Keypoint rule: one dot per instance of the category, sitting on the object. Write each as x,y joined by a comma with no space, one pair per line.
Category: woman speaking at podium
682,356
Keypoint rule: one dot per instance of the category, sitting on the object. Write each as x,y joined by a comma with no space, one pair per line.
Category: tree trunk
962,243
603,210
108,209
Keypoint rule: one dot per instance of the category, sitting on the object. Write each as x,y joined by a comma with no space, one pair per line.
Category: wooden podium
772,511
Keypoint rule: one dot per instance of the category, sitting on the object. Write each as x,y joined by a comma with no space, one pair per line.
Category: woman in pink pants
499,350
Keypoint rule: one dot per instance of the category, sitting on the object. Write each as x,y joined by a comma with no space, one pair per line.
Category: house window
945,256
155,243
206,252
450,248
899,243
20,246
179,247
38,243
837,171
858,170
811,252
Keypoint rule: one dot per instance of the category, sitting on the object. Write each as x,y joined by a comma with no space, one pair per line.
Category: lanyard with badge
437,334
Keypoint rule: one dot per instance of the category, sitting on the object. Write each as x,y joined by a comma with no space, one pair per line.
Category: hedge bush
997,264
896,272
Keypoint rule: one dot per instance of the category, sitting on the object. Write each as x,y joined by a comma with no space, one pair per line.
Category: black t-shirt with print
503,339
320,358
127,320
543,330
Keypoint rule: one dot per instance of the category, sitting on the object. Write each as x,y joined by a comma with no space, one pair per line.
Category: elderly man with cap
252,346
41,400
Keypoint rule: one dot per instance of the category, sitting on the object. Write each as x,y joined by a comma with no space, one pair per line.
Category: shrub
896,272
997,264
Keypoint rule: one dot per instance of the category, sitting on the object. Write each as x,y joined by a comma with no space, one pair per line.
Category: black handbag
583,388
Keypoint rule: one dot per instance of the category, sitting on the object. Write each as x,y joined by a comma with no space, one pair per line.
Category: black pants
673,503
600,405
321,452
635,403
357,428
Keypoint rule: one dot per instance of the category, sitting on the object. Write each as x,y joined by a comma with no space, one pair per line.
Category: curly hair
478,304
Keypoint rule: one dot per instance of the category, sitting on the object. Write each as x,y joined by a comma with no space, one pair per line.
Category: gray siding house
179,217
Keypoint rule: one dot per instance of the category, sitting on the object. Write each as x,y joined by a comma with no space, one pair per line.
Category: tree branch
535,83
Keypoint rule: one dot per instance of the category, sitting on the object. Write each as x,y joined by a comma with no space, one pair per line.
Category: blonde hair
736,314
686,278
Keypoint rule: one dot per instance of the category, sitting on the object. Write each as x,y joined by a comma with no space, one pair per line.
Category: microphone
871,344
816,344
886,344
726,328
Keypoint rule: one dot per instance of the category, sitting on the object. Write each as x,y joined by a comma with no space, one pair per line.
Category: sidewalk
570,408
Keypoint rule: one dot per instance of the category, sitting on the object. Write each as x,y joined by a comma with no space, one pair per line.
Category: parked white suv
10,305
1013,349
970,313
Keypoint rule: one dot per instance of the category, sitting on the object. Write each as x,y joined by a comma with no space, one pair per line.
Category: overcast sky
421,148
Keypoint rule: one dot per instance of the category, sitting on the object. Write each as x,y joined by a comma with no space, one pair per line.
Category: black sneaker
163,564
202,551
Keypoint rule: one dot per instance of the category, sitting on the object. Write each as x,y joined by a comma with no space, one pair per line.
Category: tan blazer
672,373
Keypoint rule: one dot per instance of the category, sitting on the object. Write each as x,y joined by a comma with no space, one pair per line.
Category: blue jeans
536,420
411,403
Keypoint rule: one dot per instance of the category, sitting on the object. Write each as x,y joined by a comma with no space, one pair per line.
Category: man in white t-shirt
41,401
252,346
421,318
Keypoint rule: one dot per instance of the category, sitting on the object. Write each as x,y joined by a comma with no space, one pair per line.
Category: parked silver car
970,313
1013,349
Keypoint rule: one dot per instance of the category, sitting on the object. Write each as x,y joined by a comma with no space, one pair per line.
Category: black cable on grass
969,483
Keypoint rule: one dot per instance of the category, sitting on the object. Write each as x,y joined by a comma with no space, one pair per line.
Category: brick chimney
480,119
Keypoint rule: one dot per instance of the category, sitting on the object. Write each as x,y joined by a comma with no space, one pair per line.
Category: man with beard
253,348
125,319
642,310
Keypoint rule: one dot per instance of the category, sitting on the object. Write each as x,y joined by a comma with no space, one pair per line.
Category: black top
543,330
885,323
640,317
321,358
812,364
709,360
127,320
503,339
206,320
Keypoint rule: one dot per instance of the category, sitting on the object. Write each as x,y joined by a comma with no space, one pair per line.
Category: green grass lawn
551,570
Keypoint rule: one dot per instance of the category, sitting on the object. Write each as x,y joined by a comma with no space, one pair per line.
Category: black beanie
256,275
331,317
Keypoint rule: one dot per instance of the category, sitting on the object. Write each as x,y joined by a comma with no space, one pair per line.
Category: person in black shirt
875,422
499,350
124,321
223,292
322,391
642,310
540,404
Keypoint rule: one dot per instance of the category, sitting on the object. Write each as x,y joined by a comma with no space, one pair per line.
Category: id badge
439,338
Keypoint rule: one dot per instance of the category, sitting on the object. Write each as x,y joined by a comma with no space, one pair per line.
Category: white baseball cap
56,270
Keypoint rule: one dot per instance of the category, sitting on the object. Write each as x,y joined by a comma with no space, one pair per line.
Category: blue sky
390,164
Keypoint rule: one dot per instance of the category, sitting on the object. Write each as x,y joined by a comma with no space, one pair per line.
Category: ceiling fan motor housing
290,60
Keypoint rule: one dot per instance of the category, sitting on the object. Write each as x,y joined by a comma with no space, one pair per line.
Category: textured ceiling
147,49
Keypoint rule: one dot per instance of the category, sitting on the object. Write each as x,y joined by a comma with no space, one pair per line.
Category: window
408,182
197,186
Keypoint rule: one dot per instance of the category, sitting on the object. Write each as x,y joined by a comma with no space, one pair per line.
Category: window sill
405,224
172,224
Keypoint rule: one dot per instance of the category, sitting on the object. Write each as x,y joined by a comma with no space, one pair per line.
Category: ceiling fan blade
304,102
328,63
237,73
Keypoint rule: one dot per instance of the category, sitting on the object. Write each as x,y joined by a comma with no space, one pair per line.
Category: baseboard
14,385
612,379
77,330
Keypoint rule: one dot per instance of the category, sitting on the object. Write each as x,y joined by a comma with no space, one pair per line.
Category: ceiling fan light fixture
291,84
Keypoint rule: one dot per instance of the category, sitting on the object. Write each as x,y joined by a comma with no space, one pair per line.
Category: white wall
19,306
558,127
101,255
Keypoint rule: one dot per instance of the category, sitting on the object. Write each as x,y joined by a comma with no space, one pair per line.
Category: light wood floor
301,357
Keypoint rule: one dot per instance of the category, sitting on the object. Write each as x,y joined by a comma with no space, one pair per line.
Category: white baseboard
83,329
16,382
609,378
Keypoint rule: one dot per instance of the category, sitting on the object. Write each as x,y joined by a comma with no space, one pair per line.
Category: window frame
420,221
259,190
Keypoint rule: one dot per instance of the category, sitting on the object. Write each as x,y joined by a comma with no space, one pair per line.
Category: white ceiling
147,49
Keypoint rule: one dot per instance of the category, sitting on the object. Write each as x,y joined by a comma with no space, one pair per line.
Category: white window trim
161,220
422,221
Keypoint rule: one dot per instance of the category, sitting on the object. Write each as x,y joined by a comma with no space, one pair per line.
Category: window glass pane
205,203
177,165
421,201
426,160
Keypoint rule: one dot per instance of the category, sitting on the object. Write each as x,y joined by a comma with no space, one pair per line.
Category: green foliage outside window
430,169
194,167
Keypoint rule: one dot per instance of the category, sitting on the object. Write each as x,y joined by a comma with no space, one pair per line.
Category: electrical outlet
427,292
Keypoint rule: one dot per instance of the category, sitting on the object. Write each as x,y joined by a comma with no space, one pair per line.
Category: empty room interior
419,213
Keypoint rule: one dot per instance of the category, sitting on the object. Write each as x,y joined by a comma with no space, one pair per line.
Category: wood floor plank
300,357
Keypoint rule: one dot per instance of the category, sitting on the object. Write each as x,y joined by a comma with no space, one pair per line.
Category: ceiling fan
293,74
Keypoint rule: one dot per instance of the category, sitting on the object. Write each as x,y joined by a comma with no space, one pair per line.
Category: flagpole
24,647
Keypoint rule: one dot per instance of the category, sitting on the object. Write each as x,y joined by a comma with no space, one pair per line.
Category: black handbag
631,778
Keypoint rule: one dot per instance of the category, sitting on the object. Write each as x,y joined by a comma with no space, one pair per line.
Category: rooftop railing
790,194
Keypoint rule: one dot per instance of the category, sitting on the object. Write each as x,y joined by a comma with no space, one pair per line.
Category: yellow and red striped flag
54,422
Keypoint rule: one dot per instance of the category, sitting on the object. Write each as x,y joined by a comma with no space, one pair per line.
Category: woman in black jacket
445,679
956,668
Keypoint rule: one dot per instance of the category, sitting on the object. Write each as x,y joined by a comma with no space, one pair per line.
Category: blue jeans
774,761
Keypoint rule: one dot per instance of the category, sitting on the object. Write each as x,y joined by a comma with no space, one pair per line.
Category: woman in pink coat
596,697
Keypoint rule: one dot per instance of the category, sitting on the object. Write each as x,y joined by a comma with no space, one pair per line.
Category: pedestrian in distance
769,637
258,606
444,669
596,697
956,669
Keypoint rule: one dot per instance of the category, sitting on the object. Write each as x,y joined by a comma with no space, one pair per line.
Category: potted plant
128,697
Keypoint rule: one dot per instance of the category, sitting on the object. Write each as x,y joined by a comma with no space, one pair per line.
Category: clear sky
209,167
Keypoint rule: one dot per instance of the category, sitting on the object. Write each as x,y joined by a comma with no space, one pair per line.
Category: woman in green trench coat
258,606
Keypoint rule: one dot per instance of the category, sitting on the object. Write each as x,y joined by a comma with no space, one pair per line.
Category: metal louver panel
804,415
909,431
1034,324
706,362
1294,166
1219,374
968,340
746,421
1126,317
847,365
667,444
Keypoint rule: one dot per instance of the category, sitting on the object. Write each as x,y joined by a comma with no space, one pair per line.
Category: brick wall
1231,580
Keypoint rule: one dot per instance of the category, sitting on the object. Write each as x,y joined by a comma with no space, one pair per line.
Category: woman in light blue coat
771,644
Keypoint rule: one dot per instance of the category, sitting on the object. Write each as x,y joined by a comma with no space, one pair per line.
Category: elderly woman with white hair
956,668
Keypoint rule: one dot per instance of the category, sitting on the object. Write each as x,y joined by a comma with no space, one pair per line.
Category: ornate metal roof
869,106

::::

§ Task description: Filter the items above and list each line that contains the string "house".

§ Complete output:
Category: house window
Category: gray siding house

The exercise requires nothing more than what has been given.